Find "for glass foot" in the entries below; copy that line through the last, exactly, with no pictures.

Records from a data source
╔══

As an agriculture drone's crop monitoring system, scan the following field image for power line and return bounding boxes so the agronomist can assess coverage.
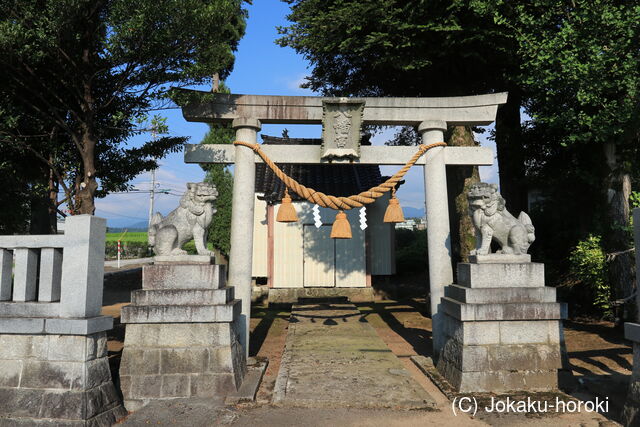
[95,208,147,220]
[109,189,171,194]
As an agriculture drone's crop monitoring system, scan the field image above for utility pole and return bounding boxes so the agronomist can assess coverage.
[148,168,156,228]
[148,128,157,228]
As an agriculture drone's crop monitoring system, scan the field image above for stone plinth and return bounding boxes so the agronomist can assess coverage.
[120,262,245,411]
[623,323,640,425]
[0,332,126,426]
[437,260,566,393]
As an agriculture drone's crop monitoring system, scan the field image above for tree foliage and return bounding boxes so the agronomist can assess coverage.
[568,235,610,317]
[201,123,234,258]
[279,0,640,318]
[0,0,247,223]
[487,1,640,149]
[278,0,516,97]
[480,0,640,318]
[277,0,526,265]
[197,80,234,258]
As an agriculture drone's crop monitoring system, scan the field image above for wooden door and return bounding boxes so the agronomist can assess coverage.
[303,225,335,287]
[335,227,366,287]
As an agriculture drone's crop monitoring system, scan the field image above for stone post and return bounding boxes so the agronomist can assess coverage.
[623,208,640,425]
[229,118,261,358]
[419,120,453,360]
[59,215,106,318]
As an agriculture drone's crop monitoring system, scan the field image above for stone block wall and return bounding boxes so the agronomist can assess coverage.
[0,332,126,426]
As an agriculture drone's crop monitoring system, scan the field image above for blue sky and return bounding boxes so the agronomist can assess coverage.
[96,0,498,228]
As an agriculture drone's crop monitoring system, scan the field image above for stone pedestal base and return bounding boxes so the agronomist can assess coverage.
[120,262,245,411]
[623,324,640,425]
[119,323,245,411]
[437,261,566,393]
[0,332,126,426]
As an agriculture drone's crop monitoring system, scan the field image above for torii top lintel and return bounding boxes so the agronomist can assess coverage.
[180,91,508,126]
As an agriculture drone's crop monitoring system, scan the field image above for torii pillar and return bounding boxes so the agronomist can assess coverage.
[178,91,507,361]
[228,118,261,358]
[420,120,451,354]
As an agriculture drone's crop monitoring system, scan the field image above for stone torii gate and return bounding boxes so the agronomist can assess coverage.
[179,91,507,360]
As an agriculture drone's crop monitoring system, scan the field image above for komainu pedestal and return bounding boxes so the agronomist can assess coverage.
[120,259,245,411]
[437,257,567,392]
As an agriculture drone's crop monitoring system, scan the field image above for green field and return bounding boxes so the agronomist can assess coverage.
[105,232,148,243]
[104,232,215,258]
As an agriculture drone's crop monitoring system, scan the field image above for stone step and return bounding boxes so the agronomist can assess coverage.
[121,299,240,324]
[131,287,234,306]
[142,264,226,290]
[457,262,545,288]
[444,284,556,304]
[441,297,566,321]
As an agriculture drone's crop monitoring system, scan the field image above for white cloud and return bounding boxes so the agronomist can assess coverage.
[283,73,316,95]
[95,157,202,225]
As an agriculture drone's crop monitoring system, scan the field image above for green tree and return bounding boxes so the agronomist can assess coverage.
[568,235,610,317]
[0,149,31,233]
[486,0,640,320]
[278,0,528,212]
[0,0,247,218]
[195,80,234,258]
[200,123,234,258]
[0,85,72,233]
[277,0,533,268]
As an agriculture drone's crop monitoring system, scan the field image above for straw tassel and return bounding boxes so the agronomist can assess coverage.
[383,190,405,223]
[330,210,352,239]
[276,189,298,222]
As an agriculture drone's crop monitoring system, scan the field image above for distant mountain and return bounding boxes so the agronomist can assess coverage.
[106,219,148,232]
[402,207,425,219]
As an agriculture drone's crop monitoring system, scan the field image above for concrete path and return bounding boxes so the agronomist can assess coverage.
[272,303,437,409]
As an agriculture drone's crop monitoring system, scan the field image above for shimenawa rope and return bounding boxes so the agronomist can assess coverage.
[233,140,447,210]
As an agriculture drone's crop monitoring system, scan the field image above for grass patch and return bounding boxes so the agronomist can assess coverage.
[106,232,148,243]
[104,233,217,259]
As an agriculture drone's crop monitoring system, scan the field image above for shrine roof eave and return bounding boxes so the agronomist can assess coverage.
[177,90,508,127]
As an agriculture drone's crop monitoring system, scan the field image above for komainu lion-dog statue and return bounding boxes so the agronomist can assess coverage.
[148,182,218,256]
[467,182,535,256]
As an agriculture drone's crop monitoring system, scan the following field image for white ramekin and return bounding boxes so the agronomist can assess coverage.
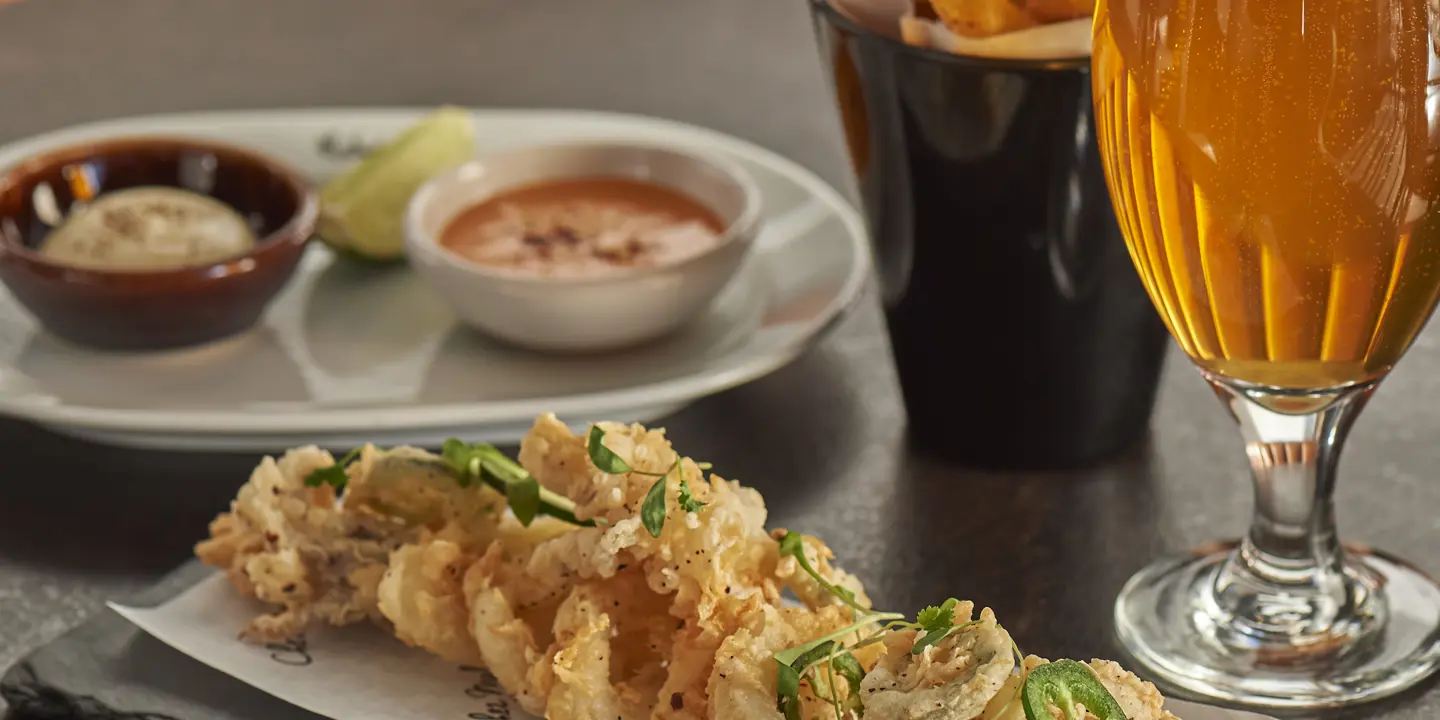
[404,141,762,352]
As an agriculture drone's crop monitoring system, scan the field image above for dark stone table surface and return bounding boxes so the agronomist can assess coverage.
[2,1,1439,718]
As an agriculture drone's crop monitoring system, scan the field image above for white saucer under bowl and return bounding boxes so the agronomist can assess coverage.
[0,107,870,451]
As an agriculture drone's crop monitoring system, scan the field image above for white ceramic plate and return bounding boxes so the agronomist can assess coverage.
[0,108,870,451]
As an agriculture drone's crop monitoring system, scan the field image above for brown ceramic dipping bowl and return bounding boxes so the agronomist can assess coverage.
[0,136,318,350]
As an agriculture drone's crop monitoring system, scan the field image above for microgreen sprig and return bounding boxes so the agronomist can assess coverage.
[304,448,361,489]
[777,531,867,613]
[586,426,633,474]
[776,640,864,720]
[677,476,706,513]
[586,427,708,538]
[638,461,673,537]
[772,612,901,720]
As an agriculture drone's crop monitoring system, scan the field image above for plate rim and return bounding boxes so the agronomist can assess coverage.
[0,106,872,435]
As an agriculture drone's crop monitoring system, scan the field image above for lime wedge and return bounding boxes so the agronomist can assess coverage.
[317,106,476,261]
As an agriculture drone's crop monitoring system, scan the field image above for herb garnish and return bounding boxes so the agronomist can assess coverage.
[911,598,982,655]
[778,531,866,612]
[640,474,669,537]
[775,640,866,720]
[771,612,901,720]
[677,477,706,513]
[586,427,708,538]
[304,448,361,489]
[303,439,590,527]
[586,426,633,474]
[775,659,803,720]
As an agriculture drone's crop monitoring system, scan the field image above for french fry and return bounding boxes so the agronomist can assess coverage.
[899,15,933,48]
[1018,0,1095,24]
[928,0,1038,38]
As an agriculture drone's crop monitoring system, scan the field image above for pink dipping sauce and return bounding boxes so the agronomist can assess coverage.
[439,178,727,278]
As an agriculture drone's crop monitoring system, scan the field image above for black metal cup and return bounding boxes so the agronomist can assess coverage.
[810,2,1169,470]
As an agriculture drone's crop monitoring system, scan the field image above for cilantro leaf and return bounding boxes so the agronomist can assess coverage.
[641,475,667,537]
[917,598,959,632]
[304,464,349,489]
[303,448,361,489]
[910,599,968,654]
[587,426,632,474]
[677,476,706,513]
[912,621,983,655]
[508,476,542,526]
[775,660,802,720]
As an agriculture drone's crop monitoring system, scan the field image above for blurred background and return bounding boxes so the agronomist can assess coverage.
[0,0,850,182]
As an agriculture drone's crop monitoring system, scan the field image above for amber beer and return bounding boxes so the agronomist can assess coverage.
[1093,0,1440,389]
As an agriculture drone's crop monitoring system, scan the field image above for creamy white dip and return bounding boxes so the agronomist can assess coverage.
[40,186,258,271]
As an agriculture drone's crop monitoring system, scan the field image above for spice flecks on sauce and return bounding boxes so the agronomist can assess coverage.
[39,186,258,271]
[439,178,725,277]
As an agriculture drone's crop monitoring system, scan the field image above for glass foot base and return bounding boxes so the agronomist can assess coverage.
[1115,541,1440,710]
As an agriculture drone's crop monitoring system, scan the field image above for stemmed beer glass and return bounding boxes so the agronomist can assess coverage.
[1093,0,1440,708]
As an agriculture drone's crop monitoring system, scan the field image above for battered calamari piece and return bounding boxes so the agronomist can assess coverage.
[707,605,793,720]
[707,603,874,720]
[519,415,858,621]
[538,584,624,720]
[445,516,602,715]
[377,539,481,665]
[465,543,550,715]
[195,446,417,642]
[343,445,508,550]
[495,415,874,720]
[196,443,507,643]
[860,603,1016,720]
[1084,659,1177,720]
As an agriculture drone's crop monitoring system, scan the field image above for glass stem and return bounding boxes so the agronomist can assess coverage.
[1204,373,1382,649]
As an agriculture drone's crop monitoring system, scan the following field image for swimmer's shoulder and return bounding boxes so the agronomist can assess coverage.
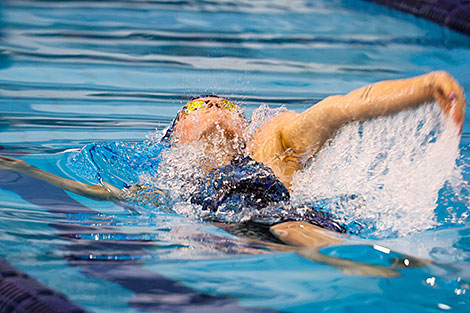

╚══

Response below:
As an agriculture drone's crop monitoring system, scan the field image above for glass foot base and return bounding boxes so the agronomist can assess coverage.
[1115,541,1440,710]
As an agriculture drone's crop monitoring system, scan the field image above for stemmed beer glass and return bounding boxes so the agronomist can assess coverage.
[1093,0,1440,708]
As an agriculture drone's crop monitoring system, scan the field image above for battered calamari piece and return bounding boxes so the agronomist can assess coverage.
[707,605,793,720]
[707,603,874,720]
[519,415,858,621]
[538,584,624,720]
[445,516,602,715]
[377,539,481,665]
[465,543,550,715]
[195,446,417,642]
[343,445,508,550]
[495,415,874,720]
[196,443,507,643]
[860,603,1016,720]
[1084,659,1177,720]
As an agriculture drone's crop monitoring system, scan the field image above for glass stem and return bounding boxes so the agronomist can assess coverage.
[1204,373,1382,649]
As an agriculture drone's crop monitoring system, scan the following field image for swimmer's shoulder and return bounding boxes so the agronomist can assess coverage.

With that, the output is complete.